◆ Excerpt provided:
**********
Twitter is full of people talking about a huge uptick in youth turnout in Tuesday's midterm election. This is typical:

This would be wonderful if it were true, but unfortunately it ain't true. Read all the way to the bottom for more, but here's the basic data we have so far:

The share of young voters is lower than it was in 2018 while the share of old voters is up. For those of you who scoff at simple-minded analysis like this, here is David Shor with something so sophisticated it's almost impenetrable:

Shor's scatterplots show that as the ratio of 2022 voters to 2018 voters gets larger, the percentage of young voters gets smaller while the percentage of older voters gets larger. In other words, more old voters and fewer young voters.

Even CIRCLE, which never misses a chance to hype the youth vote, admits it's way down from 2018. I have helpfully added the 2018 number to their chart:

It's true that 2018 was a huge year for liberals, but that's still a pretty big decline.
**********
◆ Raw data:

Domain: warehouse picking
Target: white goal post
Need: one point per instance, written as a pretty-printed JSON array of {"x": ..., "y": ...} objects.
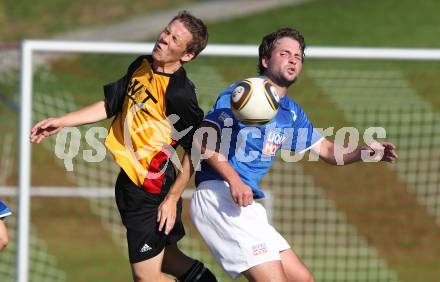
**********
◆ Directive A:
Name every person, organization, or social media platform that appears in the piece on youth turnout in the midterm election, which comes before the listing.
◆ Directive B:
Pick up the piece on youth turnout in the midterm election, which precedes the listing, and continue it from its final sentence.

◆ Task answer A:
Twitter, David Shor, CIRCLE

◆ Task answer B:
One other thing to note is that news reports say that Republican turnout increased more than Democratic turnout. The big difference, apparently, was in middle-aged independents, who are associated with neither youth nor progressives.

Now for the big caveat: I don't know what the source is for all these charts, but it's probably exit polls, which is just about all we have right now. Unfortunately, exit polls are notoriously unreliable, especially the initial releases. What's more, I imagine that exit polls are getting worse over time as in-person voting declines.

What I'm saying is this: the evidence suggests that the youth vote was down, and that's all we have right now. Nobody should be claiming otherwise unless they have some solid data to back themselves up.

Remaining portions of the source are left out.